Section 9 of the Law provided:
"The Supreme Court shall exercise supervisory jurisdiction over [lower] courts of law."
The Law of 20 June 1985 (as amended) on Prosecutorial Authorities ( Ustawa o Prokuraturze ) sets out general principles concerning the structure, functions and organisation of prosecutorial authorities.
Section 1 of the Law, in the version applicable at the material time, provided:
"1. The prosecutorial authorities shall be the Prosecutor General, prosecutors and military prosecutors. Prosecutors and military prosecutors shall be subordinate to the Prosecutor General.
2. The Prosecutor General shall be the highest prosecutorial authority; his functions shall be carried out by the Minister of Justice."
Section 2 of the Law, setting out the general duties of prosecutors, provided:
" The prosecutorial authorities shall ensure the observance of the rule of law and the prosecution of criminal offences."
Section 3 § 1 of the Law, setting out the detailed duties of prosecutors, provided, insofar as relevant:
"1. The Prosecutor General and prosecutors subordinate to him shall carry out the[ ir ] duties set out in Section 2 by [the following means]:
(1) carrying out and supervising the carrying out of criminal investigations and performing prosecutorial functions before the courts;
(2) submitting civil claims in criminal and civil cases and taking part in civil proceedings ... if the public interest [or the need to ensure the observance of] the rule of law or citizens' rights so require;
(3) taking [the appropriate] action provided by law in order to secure the correct and uniform application of the law in judicial, administrative ... or any other proceedings;
(4) supervising the enforcement of judgments given in criminal cases, decisions on detention on remand and other decisions on deprivation of liberty;
(5) carrying out research into crime, the prevention of crime and combating crime;
(6) appealing to a court against any administrative decision taken in breach of the law, and participating in proceedings relating to the lawfulness of such decisions;
(7) coordinating the crime-prevention activities of other State organs;
(8) cooperating with [other State organs] and non-governmental organisations in order to prevent crime and other breaches of the law;
(9) giving advisory opinions on draft legislation;
(10) taking [any other] action provided for by statute."
Section 7 of the Law provided:
"In carrying out his statutory duties, a prosecutor shall follow the principles of impartiality and of equal treatment of citizens."
Section 8 of the Law, insofar as relevant, provided:
"1. In carrying out his duties, a prosecutor shall be independent; the limits of his independence are set out in subsection 2 hereof.
2. A prosecutor shall abide by the instructions, guidelines and orders of his superiors. However, if an order relates to the substance of any action to be taken in proceedings, a prosecutor may request [his superior] to issue the order concerned with reasons in writing, to alter the order, to relieve him from performing an act prescribed by that order, or to remove him from conducting the case in question. Requests to be removed from a case shall be decided by a hierarchical superior of the prosecutor who issued the order."
Section 11 of the Law, insofar as relevant, provided:
"Prosecutors of appeal, regional and district prosecutors shall be appointed by the Prosecutor General."

• Listing:

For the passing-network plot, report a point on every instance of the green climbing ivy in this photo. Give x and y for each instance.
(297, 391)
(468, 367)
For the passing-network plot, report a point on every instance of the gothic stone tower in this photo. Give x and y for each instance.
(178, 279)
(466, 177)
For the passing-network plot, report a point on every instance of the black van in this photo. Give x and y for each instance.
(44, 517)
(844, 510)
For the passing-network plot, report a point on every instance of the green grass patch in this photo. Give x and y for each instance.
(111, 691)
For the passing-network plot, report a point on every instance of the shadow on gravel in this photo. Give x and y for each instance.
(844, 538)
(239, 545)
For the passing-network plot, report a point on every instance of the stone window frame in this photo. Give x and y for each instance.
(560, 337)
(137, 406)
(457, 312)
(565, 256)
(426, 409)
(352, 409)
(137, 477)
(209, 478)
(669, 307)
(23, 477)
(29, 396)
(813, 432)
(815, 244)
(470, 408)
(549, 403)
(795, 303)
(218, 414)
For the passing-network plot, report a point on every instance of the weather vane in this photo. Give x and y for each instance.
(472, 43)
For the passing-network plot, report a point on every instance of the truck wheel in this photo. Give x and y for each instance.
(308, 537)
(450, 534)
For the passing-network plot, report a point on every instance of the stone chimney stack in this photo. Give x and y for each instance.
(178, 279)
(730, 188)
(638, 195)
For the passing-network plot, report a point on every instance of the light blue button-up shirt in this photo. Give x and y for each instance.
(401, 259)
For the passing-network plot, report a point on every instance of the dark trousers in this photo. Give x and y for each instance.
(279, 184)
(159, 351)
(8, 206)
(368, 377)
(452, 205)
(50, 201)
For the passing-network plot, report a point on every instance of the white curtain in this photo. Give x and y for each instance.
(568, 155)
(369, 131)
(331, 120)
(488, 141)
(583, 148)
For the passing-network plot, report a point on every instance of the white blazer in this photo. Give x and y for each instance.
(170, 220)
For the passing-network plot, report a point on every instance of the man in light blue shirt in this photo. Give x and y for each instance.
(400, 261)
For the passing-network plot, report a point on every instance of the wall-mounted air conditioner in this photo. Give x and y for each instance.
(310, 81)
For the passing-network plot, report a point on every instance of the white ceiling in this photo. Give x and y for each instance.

• Objective:
Answer from the prosecutorial authorities extract:
1. Who carries out the functions of the Prosecutor General?
2. Which two principles must a prosecutor follow when carrying out statutory duties?
3. Who appoints district prosecutors?
Rely only on the prosecutorial authorities extract, not on the data.

• The answer:
1. The Minister of Justice.
2. Impartiality and equal treatment of citizens.
3. The Prosecutor General.